------ ARTICLE
The Committee dealt with this bill in Alert Digest No. 15 of 1999,
in which it made various comments. The Minister for Immigration and Multicultural
Affairs has responded to those comments in a letter dated 22 November
1999. A copy of the letter is attached to this report. An extract from
the Alert Digest and relevant parts of the Minister's response
are discussed below.
Extract from Alert Digest No. 15 of 1999
This bill was introduced into the House of Representatives on 22 September
1999 by the Minister for Immigration and Multicultural Affairs. [Portfolio
responsibility: Immigration and Multicultural Affairs]
The bill proposes to amend the following Acts:
Migration Act 1958 and the Customs Act 1901 to revise and
strengthen existing powers of investigation and enforcement at sea to
take account of Australia's rights and obligations under the United Nations
Convention on the Law of the Sea and customary international law by providing
for:
- the boarding and searching of ships and aircraft, in certain circumstances,
in Australia's territorial sea, Australia's contiguous zone, the High
Seas, and Australia's exclusive economic zone;
- hot pursuit of ships whose master has not complied with a request
to board;
- hot pursuits of motherships in certain circumstances; and
- the moving and/or destroying of ships which are unseaworthy, which
pose a serious risk to navigation, quarantine, safety or public health,
or which pose a serious risk of damage to property or the environment;
and
Customs Act 1901 to enable Customs officers to carry and use approved
firearms and other approved items of personal defence equipment in certain
circumstances; and
Fisheries Management Act 1991 to:
- authorise Customs officers to be officers for the purposes of the
Act;
- enable Customs officers (exercising powers as fisheries officers)
to carry and use approved firearms and other approved items of personal
defence equipment in certain circumstances; and
- enable an officer to detain and search a person who is in Australia
or a Territory but who is not an Australian citizen or resident to determine
whether to charge the person with an offence relating to illegal fishing;
and
Migration Act 1958 to:
- provide for automatic forfeiture (followed by seizure and possible
disposal) of ships and aircraft which have been used to bring to Australia
persons who have no authority to come to Australia, or have been involved
in the entry or proposed entry into Australia of such persons;
- provide a scheme by which fishermen can be taken to have held a visa
immediately upon enforcement action by fisheries officers;
- revise offence provisions relating to bringing unauthorised arrivals
into Australia;
- ensure that, where the Commonwealth arranges for or requires a person
without a visa to be brought into Australia, those involved in doing
so are not exposed to offences under the Act; and
- ensure that refugee claimants who arrive unlawfully in an Australian
territory are able to be brought to the mainland promptly to have those
claims considered and be detained as unlawful non-citizens.
------------
------ MATERIAL PROVIDED
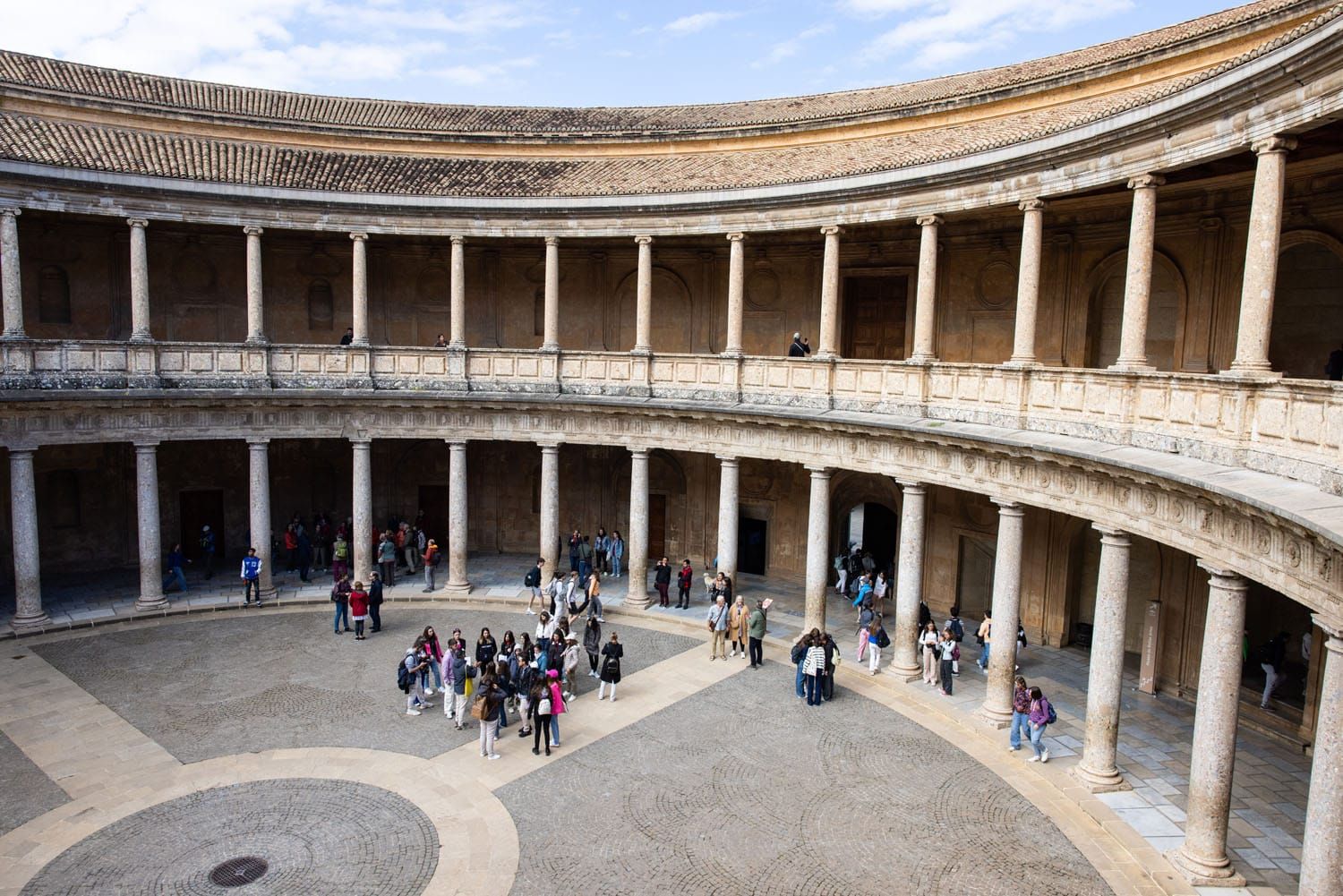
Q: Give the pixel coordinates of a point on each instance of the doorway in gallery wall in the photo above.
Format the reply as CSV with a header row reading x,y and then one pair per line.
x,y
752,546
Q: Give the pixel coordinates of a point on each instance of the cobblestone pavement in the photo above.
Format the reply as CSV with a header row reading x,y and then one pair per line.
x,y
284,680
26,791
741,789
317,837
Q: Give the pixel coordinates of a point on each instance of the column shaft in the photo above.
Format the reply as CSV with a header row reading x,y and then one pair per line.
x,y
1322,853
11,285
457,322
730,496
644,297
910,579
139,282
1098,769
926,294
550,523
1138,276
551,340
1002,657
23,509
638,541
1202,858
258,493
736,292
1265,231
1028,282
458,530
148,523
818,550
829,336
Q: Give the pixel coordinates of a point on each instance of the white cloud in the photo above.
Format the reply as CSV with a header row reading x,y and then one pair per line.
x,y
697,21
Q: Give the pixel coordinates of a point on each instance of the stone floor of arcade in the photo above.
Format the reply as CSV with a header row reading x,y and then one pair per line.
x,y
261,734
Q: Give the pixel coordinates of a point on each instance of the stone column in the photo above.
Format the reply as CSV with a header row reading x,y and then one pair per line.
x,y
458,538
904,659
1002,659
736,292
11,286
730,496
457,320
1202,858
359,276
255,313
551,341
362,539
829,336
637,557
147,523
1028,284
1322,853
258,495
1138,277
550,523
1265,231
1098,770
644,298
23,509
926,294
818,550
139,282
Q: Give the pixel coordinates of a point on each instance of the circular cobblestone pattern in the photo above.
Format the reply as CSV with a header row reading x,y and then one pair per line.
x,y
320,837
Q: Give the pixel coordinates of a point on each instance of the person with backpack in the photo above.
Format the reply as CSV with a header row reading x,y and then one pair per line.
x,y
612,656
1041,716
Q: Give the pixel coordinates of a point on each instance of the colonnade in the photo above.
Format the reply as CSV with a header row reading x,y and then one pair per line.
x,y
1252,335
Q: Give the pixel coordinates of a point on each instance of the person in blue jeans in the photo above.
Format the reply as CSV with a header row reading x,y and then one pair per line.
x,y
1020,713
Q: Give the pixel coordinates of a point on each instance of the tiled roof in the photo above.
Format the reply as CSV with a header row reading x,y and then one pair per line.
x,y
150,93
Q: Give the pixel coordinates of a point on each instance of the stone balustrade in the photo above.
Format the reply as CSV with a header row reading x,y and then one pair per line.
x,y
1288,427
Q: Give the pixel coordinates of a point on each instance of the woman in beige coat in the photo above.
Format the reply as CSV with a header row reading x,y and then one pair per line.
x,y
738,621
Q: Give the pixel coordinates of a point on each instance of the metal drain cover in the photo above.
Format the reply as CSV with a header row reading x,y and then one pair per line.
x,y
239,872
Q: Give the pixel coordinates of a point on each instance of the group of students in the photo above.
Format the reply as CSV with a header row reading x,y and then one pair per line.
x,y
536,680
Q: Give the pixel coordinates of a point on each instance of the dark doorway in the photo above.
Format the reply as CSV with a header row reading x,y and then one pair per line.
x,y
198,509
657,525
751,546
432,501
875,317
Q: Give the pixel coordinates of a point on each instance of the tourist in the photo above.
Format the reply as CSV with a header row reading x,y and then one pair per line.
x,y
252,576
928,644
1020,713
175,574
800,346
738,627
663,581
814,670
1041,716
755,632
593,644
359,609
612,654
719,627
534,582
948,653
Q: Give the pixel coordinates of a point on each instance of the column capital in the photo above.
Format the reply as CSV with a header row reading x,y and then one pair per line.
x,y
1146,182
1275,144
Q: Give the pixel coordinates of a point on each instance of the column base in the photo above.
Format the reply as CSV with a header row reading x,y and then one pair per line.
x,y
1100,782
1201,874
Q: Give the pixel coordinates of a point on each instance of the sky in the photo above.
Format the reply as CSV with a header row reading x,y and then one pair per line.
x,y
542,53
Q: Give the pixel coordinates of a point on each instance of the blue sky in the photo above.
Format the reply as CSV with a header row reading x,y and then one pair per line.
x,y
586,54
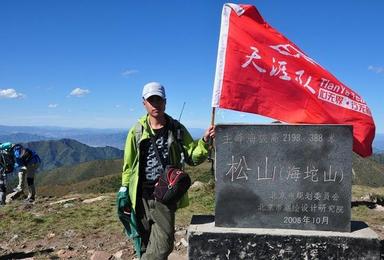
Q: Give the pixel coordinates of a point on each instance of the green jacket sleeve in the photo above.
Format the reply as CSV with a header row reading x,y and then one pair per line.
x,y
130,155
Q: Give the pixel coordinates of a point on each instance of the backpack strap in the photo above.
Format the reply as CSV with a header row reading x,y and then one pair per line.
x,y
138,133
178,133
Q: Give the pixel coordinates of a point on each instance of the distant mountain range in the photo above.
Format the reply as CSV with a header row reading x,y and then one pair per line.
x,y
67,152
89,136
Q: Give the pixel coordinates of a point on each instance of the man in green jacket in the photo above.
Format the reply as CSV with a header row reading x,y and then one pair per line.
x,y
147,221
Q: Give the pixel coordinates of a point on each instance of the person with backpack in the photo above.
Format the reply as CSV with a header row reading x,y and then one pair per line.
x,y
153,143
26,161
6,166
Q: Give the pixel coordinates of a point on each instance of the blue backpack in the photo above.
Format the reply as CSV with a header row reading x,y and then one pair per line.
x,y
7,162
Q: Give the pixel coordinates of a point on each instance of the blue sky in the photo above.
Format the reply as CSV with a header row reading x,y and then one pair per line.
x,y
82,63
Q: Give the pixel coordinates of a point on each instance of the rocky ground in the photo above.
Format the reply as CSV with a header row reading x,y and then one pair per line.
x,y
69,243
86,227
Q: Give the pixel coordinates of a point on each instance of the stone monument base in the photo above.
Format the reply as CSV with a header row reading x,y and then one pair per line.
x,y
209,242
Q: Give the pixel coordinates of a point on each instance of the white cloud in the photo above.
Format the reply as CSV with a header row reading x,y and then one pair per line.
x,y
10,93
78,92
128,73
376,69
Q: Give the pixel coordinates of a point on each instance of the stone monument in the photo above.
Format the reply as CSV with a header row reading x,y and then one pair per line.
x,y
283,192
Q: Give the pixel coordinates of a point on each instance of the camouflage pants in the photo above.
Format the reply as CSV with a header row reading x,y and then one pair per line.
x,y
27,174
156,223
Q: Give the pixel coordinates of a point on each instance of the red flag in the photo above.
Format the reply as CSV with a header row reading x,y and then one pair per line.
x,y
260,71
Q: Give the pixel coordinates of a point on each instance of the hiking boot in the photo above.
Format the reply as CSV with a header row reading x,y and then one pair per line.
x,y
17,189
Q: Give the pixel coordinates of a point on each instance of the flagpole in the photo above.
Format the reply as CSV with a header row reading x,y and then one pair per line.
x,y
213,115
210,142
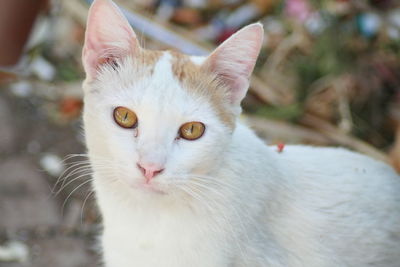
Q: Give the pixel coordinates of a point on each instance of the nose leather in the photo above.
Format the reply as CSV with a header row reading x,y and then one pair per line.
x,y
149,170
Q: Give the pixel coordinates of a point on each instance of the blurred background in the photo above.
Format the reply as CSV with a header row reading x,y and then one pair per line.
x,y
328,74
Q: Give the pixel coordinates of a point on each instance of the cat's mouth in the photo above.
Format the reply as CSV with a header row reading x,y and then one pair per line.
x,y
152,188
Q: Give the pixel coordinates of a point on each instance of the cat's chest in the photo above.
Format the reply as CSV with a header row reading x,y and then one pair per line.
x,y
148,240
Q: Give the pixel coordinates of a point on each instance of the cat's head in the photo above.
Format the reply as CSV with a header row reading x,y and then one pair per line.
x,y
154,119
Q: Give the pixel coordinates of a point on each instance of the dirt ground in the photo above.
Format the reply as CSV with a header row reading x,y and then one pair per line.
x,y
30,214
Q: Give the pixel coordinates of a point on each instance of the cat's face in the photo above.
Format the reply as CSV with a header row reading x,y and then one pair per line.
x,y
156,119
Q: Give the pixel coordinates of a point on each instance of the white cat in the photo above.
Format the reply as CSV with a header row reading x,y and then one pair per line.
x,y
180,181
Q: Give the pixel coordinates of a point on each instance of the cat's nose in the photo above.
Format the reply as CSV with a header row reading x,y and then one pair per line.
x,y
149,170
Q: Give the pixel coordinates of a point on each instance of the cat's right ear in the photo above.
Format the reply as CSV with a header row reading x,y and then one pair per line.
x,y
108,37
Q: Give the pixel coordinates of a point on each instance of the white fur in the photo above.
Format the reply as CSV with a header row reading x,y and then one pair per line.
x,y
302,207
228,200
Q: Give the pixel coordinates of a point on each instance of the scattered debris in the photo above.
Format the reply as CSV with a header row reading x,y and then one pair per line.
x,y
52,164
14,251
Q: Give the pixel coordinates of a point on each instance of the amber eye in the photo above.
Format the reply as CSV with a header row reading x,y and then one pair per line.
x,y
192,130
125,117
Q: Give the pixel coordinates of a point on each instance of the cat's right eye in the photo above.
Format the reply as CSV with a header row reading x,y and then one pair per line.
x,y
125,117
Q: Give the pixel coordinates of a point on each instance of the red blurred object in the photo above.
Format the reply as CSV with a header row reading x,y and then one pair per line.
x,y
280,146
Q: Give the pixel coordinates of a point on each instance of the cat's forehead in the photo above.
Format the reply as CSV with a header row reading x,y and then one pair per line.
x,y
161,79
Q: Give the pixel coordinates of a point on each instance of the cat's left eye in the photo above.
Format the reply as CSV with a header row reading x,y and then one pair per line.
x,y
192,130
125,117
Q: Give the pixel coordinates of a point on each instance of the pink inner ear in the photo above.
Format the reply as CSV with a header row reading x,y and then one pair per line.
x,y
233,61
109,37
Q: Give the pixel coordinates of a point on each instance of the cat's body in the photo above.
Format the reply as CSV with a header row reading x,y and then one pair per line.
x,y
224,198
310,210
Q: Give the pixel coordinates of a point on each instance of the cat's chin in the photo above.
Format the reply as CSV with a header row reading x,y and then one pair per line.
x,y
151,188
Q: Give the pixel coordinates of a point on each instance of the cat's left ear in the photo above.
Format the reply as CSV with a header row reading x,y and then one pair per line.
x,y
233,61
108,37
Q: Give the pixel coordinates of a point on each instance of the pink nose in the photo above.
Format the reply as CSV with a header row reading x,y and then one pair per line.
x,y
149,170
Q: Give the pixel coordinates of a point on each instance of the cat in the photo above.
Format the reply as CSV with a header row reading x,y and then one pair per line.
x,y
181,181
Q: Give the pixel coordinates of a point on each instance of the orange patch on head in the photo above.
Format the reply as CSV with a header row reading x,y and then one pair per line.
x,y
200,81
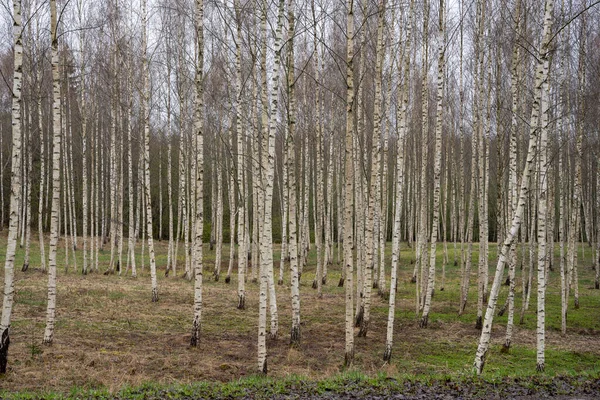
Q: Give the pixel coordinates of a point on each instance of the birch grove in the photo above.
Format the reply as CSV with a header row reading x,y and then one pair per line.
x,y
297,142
------------
REQUIREMENTS →
[1] In the committee report, which Act would be amended to authorize Customs officers to be officers for the purposes of that Act?
[2] Reproduce word for word the passage of the committee report running from "The Committee dealt" down to "are discussed below.".
Work only from the committee report, not the records.

TASK-BY-TASK ANSWERS →
[1] The Fisheries Management Act 1991.

[2]
The Committee dealt with this bill in Alert Digest No. 15 of 1999,
in which it made various comments. The Minister for Immigration and Multicultural
Affairs has responded to those comments in a letter dated 22 November
1999. A copy of the letter is attached to this report. An extract from
the Alert Digest and relevant parts of the Minister's response
are discussed below.